Exercise instructions: Below are the entries; output exactly the lines from the one containing "Note: for every instance of the red" through the final line, inclusive.

Data to use:
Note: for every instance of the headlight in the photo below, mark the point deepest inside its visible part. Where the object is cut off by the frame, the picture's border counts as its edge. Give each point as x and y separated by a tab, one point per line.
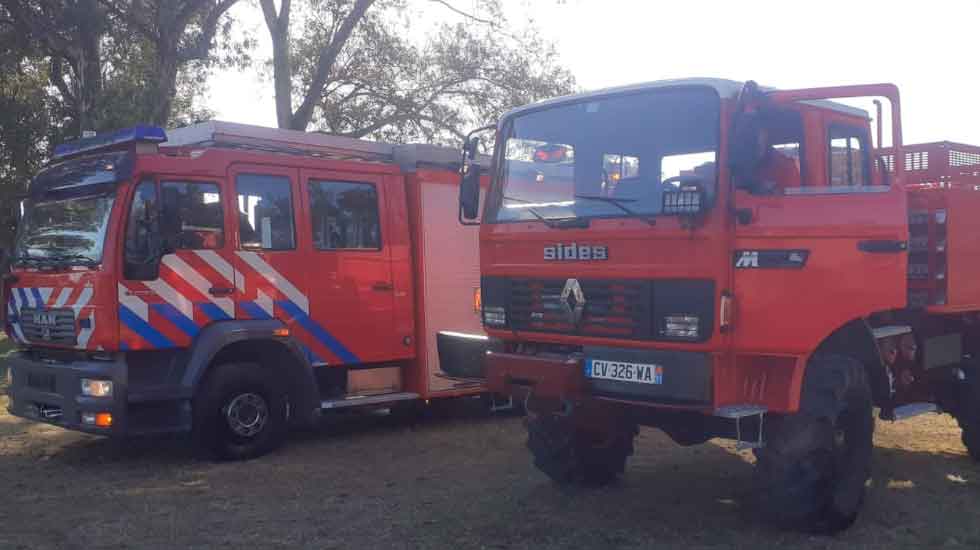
494	316
681	326
96	388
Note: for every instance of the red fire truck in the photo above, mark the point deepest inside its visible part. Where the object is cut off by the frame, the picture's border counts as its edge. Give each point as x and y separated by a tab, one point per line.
233	280
754	268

In response:
Note: for every instance of the red fire truck in the photo above, mark the point deepest inside its visible part. Where the object is cut off by the frame, the picture's border counts as its edge. Give each point as x and y separated by a tab, one point per line.
233	280
754	268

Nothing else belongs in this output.